WHAT IS NEEDED:
Arrange the rows below as a two-column CSV with the header instruction,svg_paths, one CSV line per row, putting the row's text in the first column and its answer in the second. Wrap every field in double quotes and replace any line breaks inside a field with spaces.
======== INPUT FOR THIS TASK ========
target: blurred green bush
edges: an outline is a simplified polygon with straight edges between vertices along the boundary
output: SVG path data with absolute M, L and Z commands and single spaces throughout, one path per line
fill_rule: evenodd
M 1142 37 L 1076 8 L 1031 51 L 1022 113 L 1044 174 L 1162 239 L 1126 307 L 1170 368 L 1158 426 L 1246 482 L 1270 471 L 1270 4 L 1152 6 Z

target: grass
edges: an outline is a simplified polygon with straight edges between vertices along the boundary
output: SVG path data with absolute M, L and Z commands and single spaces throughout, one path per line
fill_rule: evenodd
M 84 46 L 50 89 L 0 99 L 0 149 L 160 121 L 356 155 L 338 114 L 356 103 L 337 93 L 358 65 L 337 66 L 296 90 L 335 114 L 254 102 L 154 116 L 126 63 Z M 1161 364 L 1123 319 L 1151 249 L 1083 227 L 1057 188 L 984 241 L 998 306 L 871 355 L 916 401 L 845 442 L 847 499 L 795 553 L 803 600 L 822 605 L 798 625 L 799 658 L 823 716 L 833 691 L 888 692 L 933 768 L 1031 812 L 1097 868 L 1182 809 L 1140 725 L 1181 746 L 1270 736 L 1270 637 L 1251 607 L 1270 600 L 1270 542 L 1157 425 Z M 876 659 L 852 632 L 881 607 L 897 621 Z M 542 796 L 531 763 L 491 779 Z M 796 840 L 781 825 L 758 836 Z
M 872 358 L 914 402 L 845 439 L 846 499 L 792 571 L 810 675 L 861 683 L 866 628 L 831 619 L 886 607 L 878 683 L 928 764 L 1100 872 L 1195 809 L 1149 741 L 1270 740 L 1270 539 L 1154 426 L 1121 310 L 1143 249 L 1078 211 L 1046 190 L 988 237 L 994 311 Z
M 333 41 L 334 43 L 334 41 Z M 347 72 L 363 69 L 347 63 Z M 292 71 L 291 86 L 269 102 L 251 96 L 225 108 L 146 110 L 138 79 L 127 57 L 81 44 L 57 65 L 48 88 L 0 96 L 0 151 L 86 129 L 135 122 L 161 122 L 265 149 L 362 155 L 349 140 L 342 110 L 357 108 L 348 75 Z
========
EXERCISE ANSWER:
instruction,svg_paths
"target: blurred green bush edges: an outline is a simplified polygon with straight edges between vertices along the boundary output: SVG path data with absolute M, L and Z commands and single spaces throughout, one path per line fill_rule: evenodd","M 1142 37 L 1076 8 L 1031 51 L 1022 113 L 1044 174 L 1162 239 L 1126 307 L 1170 368 L 1158 426 L 1246 482 L 1270 471 L 1270 4 L 1152 6 Z"
"target: grass edges: an outline is a simplified polygon with straight edges between vertices along the boundary output: SVG path data with absolute M, L and Z commands and single spaces throughout, one path per line fill_rule: evenodd","M 84 46 L 50 89 L 0 99 L 0 149 L 160 121 L 356 155 L 338 114 L 356 103 L 337 93 L 358 65 L 337 66 L 296 90 L 335 114 L 254 102 L 154 116 L 126 63 Z M 1161 364 L 1123 319 L 1151 249 L 1083 227 L 1057 188 L 984 241 L 998 306 L 871 355 L 916 401 L 845 442 L 847 499 L 795 553 L 803 600 L 822 605 L 798 625 L 799 658 L 823 716 L 833 691 L 888 692 L 933 768 L 1031 812 L 1097 868 L 1182 809 L 1140 725 L 1181 746 L 1270 736 L 1270 637 L 1251 607 L 1270 600 L 1270 542 L 1157 425 Z M 876 659 L 852 632 L 881 607 L 897 621 Z M 542 796 L 531 763 L 491 779 Z M 796 840 L 781 825 L 758 836 Z M 872 358 L 914 402 L 845 439 L 846 499 L 792 571 L 810 675 L 861 683 L 866 628 L 831 619 L 886 607 L 878 683 L 928 764 L 1100 872 L 1195 809 L 1149 741 L 1270 740 L 1270 539 L 1154 426 L 1121 310 L 1143 249 L 1078 211 L 1046 190 L 988 237 L 994 311 Z M 333 41 L 334 43 L 334 41 Z M 347 72 L 363 69 L 347 63 Z M 292 71 L 291 86 L 269 102 L 251 96 L 225 108 L 146 110 L 138 79 L 127 57 L 81 44 L 57 65 L 48 88 L 0 96 L 0 151 L 86 129 L 135 122 L 161 122 L 265 149 L 362 155 L 349 140 L 342 110 L 357 108 L 348 75 Z"